**Brano citato:**
------------------------
Si ha colpa grave quando l'evento, anche se previsto, non è voluto dall'agente, e si verifica a causa di grave negligenza o imprudenza o imperizia, ovvero per grave inosservanza di leggi, regolamenti, ordini o discipline. In proposito, l'indirizzo di coordinamento 19 ottobre 1996, n. I.C./6, della Corte dei Conti, ha precisato che per aversi colpa grave deve innanzitutto ricorrere un errore professionale non scusabile. Secondo la Corte, l'inescusabilità dell'errore si concreta quando la scelta sia frutto di una operazione arbitraria. L'arbitrarietà può sussistere in tre vicende tipiche:

- in quanto si sia avuta una erronea percezione della realtà di diritto o di fatto che in base ai dati obiettivi risulti che non poteva essere così intesa per carenza di elementi di dubbio;

- in quanto la percezione stessa sia frutto di una scelta che abbia dato prevalenza all'erroneo proprio opinamento, senza tener conto di istruzioni, indirizzi, prassi e pronunce esistenti (...);

- il comportamento ora indicato sia conseguenza della mancata acquisizione di queste istruzioni, indirizzi, prassi e pronunce, pur esistenti o dell'equivalente evenienza di una ricerca e considerazione tra le stesse del solo documento conforme a scelta già effettuata.

A titolo esemplificativo, si forniscono di seguito alcuni casi di comportamenti, che potrebbero essere sintomatici della sussistenza della colpa grave:

- errori tecnici e quelli non scusabili per la loro grossolanità o per l’ignoranza incompatibile con il grado di preparazione o addestramento, per la temerarietà sperimentale e per qualsivoglia forma di imprudenza che danno luogo a superficialità ed interesse;

- condanna dell’Ente alle spese di giudizio in base al disposto dell’art.15 del D.Lgs. 546/92;

- il non aver esercitato il diritto di autotutela in presenza di un atto palesemente illegittimo[5];

- l’aver concluso un accertamento di adesione con il contribuente in presenza di una pretesa erariale certa, in relazione alla quale non sussistono né incertezze in relazione allo stato della giurisprudenza nè oggettive difficoltà esegetiche[6];

- annullamento di un atto per motivi sui quali non si riscontrano difformità interpretative in prassi e/o giurisprudenza;

- annullamento di un atto, quando in precedenza è intervenuto un giudicato favorevole all'Amministrazione sui medesimi motivi per cui si è disposto l'annullamento;

- autotutela per il semplice mutamento dell'esegesi della norma ovvero con l'entrata in vigore di una norma interpretativa[7];

- aver fatto maturare gli effetti dell’interpello non ricorrendone i presupposti;

- turbamento morale concreto ed effettivo patito dal contribuente conseguente alla erronea emissione da parte dell’Amministrazione di un avviso di liquidazione o di accertamento con i quali si chiede un’imposta già pagata[8].
------------------------
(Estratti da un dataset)
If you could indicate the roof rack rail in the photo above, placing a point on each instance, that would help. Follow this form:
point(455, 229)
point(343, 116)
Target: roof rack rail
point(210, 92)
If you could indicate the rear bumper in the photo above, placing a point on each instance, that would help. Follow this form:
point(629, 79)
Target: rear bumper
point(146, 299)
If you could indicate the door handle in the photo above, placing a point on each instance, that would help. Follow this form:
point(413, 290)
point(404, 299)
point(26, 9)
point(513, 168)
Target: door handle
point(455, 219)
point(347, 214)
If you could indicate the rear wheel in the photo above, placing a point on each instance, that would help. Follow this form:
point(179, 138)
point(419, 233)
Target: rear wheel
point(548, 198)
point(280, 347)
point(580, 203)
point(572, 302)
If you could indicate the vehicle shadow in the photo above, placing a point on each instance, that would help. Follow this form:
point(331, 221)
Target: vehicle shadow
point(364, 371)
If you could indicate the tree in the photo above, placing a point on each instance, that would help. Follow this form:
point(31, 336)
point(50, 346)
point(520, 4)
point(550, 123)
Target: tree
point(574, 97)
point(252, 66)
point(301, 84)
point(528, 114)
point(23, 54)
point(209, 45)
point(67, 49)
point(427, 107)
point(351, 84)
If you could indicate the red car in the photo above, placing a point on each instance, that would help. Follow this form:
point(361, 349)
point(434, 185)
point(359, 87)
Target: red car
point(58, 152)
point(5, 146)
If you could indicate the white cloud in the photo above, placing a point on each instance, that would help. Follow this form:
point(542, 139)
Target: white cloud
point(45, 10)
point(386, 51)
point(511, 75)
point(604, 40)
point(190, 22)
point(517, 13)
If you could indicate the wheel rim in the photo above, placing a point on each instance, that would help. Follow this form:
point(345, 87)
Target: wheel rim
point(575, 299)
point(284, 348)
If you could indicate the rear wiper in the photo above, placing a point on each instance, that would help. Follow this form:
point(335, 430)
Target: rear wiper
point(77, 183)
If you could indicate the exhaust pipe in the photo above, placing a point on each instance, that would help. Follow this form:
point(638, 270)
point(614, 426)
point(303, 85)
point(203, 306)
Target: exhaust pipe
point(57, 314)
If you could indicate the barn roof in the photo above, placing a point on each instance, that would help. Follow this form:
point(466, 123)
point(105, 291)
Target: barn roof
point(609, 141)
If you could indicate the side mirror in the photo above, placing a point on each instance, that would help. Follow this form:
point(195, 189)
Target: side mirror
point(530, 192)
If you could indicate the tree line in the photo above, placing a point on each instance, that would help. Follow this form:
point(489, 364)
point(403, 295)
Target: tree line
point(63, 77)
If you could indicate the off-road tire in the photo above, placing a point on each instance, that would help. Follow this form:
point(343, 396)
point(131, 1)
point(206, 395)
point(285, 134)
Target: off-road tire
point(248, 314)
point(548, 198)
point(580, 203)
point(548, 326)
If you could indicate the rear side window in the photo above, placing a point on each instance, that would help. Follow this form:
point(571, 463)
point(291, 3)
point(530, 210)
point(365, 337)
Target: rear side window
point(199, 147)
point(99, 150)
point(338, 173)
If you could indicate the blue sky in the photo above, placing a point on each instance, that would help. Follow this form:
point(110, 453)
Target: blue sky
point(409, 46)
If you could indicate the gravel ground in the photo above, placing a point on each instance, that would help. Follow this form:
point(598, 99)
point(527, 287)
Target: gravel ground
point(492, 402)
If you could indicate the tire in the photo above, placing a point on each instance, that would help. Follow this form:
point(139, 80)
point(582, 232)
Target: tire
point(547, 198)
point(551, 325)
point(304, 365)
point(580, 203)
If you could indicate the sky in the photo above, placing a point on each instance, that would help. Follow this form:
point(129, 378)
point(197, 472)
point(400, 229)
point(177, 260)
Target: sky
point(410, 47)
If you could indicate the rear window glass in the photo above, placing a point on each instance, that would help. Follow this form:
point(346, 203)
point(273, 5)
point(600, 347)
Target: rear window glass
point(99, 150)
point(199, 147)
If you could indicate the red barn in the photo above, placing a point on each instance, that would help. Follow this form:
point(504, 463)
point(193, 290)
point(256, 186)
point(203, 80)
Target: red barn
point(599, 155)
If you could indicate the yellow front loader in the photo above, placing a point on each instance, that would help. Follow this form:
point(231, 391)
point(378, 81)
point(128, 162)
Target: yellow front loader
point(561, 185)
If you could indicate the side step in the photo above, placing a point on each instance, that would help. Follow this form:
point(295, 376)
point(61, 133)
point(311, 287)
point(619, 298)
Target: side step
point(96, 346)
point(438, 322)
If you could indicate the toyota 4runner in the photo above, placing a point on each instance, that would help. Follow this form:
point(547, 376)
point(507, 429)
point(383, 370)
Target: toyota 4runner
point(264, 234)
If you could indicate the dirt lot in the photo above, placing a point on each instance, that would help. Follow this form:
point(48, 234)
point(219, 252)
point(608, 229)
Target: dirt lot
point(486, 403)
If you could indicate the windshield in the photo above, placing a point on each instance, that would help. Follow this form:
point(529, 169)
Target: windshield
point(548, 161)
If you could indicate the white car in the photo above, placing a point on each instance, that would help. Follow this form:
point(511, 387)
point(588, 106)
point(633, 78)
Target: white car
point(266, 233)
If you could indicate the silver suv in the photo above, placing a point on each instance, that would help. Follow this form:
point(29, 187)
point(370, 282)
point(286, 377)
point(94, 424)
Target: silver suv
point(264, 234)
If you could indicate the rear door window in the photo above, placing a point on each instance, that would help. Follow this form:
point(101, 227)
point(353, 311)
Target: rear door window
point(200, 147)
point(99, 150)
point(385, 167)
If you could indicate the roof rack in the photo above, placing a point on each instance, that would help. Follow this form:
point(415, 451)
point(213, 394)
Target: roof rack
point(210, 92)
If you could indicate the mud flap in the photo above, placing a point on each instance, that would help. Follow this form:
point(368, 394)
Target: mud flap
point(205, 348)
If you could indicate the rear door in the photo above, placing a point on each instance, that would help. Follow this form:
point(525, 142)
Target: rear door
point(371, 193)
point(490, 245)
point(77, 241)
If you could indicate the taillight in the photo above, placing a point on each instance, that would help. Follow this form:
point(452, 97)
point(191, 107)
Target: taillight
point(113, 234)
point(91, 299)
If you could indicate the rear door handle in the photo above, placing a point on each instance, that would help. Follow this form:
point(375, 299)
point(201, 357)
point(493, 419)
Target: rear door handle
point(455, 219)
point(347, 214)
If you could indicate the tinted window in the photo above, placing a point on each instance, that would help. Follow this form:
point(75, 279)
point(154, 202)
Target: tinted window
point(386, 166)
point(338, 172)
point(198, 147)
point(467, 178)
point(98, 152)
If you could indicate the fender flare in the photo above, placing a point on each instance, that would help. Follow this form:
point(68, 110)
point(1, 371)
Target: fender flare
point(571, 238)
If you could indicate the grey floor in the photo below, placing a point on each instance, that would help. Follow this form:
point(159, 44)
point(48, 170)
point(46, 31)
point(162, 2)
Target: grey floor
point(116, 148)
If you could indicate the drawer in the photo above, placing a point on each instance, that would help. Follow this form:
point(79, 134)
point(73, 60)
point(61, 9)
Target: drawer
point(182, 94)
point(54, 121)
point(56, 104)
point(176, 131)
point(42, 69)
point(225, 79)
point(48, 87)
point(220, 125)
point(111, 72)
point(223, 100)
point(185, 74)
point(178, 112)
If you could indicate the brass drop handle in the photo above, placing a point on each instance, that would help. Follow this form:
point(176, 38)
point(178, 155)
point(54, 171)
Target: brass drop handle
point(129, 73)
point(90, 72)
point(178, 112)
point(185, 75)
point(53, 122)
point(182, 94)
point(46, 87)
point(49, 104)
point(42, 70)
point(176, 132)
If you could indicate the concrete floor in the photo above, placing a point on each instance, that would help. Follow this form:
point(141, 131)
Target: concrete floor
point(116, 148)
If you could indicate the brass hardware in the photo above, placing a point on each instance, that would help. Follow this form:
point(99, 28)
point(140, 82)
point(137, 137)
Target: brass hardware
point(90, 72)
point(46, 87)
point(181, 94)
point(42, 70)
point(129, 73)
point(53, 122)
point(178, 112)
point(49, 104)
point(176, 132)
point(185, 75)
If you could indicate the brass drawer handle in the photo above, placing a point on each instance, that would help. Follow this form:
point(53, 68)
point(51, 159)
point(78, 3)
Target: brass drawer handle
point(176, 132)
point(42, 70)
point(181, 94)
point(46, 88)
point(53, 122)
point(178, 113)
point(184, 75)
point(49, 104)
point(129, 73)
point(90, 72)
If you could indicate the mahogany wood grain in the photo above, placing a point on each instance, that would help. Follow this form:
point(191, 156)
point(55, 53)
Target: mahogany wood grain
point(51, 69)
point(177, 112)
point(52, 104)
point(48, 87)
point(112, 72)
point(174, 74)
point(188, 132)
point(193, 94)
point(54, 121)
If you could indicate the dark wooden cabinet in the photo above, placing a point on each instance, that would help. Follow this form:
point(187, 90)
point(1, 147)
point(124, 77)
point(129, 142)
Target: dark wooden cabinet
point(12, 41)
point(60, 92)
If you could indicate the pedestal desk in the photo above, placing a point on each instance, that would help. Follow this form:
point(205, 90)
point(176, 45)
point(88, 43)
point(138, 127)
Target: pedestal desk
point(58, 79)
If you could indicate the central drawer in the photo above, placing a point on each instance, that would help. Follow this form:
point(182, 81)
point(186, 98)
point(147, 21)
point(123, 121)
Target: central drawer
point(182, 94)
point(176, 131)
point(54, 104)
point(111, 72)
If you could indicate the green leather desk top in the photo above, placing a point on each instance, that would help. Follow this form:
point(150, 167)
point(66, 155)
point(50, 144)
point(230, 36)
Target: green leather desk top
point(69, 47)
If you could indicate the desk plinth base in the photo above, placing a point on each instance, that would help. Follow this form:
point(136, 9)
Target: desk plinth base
------------------------
**Compito da svolgere:** Nel brano sulla colpa grave, che cosa deve innanzitutto ricorrere perché si abbia colpa grave secondo la Corte dei Conti? Rispondi con una breve frase, per favore.

**Esercizio svolto:** Deve ricorrere un errore professionale non scusabile.